The Mormon cricket derives its name from the first Mormon settlement in the state of Utah, which became infested with these crickets. Even though it is called cricket and looks very familiar to one, the Mormon cricket is actually a katydid. They live in western North America and can grow as long three inches in length.
Their exoskeleton can be black, brown, green, or purple. They can change color based on whether or not they are in their swarming phase. In this phase, the female can lay several of her eggs in the soil through her ovipositor. Mormon crickets eat grass and vegetation and are enjoyed as food by crows, coyotes, and even some Native American tribes.
Jerusalem crickets are also known as potato bugs or ‘old baldheaded men’ because of their rounded body that resembles a human head. These are not true crickets, since they belong to family Stenopelmatus, but are considered to be because of their similar stridulating habits. They produce a hissing noise by rubbing their hind legs against their abdomens in order to scare away predators.
These crickets are not venomous, but they use a foul smell to ward off threats and can even bite humans quite hard!
If you have ever come across a cricket indoors, the odds suggest it was probably a house cricket. They can be found in kitchens, patios, fireplaces, behind various appliances and furniture, and other crevices in your home. They are nocturnal, becoming vocal and active during nighttime.
From the family Anostostomatidae comes the Parktown prawn, or the African king cricket. They are not true crickets either but very closely related. They get their name from a South African neighborhood where they are extremely common.
Even though homeowners would not want one inside their houses, gardeners keep them in high regard since they help immensely in controlling garden snail populations. These crickets are omnivorous and hardy, eating anything and everything from vegetable matter to cat and dog food and their droppings.
An urban legend in the city of Parktown claims that the high population of king crickets within the area is a result of a genetic experiment by a local university in the 1960s.
The Roesel’s Bush-cricket is small in size and usually brown or yellow. They can be easily recognized by their spotted abdomens, and the females’ long sword-like ovipositor located at the end of their bodies.

Study questions:
1/ According to the cricket text, why do gardeners think highly of the Parktown prawn?
2/ Write a continuation of the cricket text, picking up right after its last sentence.
The data that comes next has nothing to do with the cricket text.

The data:
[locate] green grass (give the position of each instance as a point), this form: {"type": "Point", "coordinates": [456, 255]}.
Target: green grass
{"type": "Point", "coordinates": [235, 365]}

Written responses:
1/ It helps a great deal in controlling garden snail populations.

2/
The species is native to the United Kingdom, quickly gaining ground as the most commonly found one in the country. It has even made its way to North American regions of Canada. While the weather remains hot and sunny, the Roesel’s Bush-cricket never stops singing. Its singing consists of a continuous high pitched buzzing which often proves to be irritating to humans.
Australian Field Cricket
The field cricket, or Teleogryllus oceanicus, is known by many names. What is really interesting about these crickets is that their species grew in number because of human assistance. It was brought to Hawaii either in 1877 by trade ships or in the 5th century by Polynesian settlers.
These crickets are black or dark brown in color, with stripes on the back of their heads. They produce their song by opening and closing its wings rapidly. The females of the species are often choosy, and may not respond to the mating call of every suitor. The competition between males, therefore, is highly spirited: pushing antennae together and struggling to exercise control.
The winning male produces a different mating call, which attracts the female cricket with proof of fitness and suitability. They are also known as Pacific, or Oceanic field crickets.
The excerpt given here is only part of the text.